● **EXERCISE TASK**
Output, word for word, every line from the line with "of the seated" through the final line of the data below.

##### WORKING DATA #####

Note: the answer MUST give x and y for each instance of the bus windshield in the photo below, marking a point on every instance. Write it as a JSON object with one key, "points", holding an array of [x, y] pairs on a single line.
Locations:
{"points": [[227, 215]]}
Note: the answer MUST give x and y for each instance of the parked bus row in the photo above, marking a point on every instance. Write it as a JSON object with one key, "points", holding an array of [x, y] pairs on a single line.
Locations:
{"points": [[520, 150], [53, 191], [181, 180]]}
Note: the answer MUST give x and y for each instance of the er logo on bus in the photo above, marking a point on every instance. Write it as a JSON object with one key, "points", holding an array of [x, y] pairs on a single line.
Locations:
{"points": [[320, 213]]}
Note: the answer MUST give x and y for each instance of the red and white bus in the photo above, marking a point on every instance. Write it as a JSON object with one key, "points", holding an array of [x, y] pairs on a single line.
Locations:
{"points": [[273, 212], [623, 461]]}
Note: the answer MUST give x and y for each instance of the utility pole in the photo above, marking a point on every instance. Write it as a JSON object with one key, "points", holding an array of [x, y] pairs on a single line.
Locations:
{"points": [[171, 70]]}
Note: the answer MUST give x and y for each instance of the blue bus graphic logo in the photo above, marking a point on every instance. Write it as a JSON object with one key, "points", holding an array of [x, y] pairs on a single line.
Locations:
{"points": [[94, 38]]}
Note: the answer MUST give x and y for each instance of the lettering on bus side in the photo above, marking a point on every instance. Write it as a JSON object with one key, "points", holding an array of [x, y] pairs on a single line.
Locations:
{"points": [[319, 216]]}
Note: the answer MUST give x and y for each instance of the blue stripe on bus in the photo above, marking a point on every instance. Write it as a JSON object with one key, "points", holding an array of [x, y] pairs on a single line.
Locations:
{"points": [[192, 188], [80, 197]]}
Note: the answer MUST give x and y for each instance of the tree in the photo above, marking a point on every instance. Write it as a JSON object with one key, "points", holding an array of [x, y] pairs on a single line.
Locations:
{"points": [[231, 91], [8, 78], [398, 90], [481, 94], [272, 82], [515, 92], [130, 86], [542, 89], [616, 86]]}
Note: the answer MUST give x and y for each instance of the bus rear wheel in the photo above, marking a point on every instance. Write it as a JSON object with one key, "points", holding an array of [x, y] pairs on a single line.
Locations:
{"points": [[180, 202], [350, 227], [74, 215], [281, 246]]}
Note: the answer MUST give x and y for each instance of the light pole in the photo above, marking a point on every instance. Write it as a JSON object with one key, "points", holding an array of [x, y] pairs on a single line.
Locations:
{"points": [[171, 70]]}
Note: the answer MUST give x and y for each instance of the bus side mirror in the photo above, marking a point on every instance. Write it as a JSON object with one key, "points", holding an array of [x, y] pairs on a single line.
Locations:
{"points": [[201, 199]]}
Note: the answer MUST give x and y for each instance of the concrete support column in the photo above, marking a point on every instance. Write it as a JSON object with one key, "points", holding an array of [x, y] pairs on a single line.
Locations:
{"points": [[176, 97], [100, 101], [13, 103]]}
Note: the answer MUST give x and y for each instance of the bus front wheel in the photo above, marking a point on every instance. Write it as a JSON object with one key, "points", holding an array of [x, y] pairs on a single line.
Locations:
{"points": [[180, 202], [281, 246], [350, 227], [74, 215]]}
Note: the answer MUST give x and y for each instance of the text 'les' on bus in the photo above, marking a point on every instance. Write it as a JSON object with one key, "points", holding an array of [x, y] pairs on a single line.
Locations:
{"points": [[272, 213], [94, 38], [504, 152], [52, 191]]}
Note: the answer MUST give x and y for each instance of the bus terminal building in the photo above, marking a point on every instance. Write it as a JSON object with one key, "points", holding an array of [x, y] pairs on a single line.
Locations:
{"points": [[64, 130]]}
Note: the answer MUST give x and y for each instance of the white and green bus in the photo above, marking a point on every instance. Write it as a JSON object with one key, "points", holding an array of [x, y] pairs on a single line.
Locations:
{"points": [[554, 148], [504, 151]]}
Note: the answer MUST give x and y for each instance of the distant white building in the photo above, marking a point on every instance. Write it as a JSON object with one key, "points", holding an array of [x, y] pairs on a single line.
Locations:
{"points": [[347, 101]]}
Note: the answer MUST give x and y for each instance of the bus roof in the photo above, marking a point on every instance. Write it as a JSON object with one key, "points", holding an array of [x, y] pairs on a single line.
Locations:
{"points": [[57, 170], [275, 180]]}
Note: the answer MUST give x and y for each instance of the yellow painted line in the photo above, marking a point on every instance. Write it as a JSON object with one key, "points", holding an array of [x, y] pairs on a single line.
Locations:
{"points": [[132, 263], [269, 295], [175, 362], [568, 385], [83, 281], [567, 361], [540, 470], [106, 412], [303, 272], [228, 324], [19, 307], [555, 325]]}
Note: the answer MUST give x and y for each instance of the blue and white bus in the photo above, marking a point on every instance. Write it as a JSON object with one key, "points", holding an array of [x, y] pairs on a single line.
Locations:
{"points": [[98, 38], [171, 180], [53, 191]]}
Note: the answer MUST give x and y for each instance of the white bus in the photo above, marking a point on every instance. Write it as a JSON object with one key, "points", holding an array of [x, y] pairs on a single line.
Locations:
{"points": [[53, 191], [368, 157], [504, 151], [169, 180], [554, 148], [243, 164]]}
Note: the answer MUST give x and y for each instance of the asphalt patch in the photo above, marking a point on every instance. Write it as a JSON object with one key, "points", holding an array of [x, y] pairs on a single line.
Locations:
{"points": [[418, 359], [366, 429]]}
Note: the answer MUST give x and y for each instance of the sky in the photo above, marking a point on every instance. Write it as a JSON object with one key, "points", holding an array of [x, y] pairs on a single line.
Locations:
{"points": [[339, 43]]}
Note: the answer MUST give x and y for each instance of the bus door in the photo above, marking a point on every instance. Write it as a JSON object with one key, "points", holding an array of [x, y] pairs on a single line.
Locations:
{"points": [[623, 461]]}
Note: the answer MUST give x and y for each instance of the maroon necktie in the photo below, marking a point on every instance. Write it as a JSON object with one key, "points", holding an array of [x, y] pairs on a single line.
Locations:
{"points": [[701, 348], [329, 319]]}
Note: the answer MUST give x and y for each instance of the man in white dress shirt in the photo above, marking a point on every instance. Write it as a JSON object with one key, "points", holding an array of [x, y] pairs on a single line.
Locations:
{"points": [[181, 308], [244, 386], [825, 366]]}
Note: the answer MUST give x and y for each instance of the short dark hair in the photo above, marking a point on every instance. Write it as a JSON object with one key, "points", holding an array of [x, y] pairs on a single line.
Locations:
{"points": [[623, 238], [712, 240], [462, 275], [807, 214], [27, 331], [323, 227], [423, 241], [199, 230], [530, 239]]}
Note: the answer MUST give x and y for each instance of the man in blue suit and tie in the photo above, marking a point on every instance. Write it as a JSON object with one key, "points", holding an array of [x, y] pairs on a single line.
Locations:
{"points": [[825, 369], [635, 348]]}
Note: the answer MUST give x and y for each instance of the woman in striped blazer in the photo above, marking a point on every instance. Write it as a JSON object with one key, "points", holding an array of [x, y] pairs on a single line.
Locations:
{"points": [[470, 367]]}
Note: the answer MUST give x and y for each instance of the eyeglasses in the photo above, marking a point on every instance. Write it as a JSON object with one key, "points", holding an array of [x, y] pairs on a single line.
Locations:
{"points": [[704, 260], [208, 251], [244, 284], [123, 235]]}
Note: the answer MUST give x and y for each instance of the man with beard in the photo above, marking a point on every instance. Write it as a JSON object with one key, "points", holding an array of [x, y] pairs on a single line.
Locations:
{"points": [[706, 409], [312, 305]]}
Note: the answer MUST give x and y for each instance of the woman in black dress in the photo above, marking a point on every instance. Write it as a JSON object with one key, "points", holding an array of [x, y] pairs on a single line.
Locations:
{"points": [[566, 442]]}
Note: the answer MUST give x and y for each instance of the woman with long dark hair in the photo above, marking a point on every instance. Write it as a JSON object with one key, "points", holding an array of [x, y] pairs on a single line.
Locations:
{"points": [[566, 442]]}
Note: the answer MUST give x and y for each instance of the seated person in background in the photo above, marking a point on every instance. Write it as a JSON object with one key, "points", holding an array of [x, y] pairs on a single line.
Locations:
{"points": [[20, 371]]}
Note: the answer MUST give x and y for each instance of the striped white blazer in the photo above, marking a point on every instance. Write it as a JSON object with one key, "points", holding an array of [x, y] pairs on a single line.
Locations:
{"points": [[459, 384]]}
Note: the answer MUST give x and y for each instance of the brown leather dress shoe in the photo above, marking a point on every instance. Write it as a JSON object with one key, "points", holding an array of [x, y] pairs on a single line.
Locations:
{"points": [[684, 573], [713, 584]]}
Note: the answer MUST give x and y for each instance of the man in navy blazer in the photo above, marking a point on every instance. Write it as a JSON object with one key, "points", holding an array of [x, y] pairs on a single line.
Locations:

#####

● **FINISHED TASK**
Note: the answer MUST give x and y for each instance of the seated person in background in the photo above, marking a point on every instance. Write it as a JSON object with one key, "points", holding an array of [x, y] pairs on a single line.
Locations:
{"points": [[20, 371]]}
Note: the answer MUST give x and y for each instance of the striped white blazer in the photo above, marking a point on every instance. Write it as a JSON object with one key, "points", holding an array of [x, y] pairs on a single line.
Locations:
{"points": [[459, 384]]}
Note: the answer MUST give x and y for each instance of the brown leather dress shoe in the photo above, marking a point on every instance. Write it as a JSON object with one key, "points", holding an array of [x, y] pairs on a single line.
Locations:
{"points": [[684, 573], [713, 584]]}
Note: the answer MUST give x and y for each instance of the man in navy blazer in the photo above, marking a point on every instance. Write it as a JSON object with one key, "points", holding an array of [x, y] pairs on a single line.
Locations:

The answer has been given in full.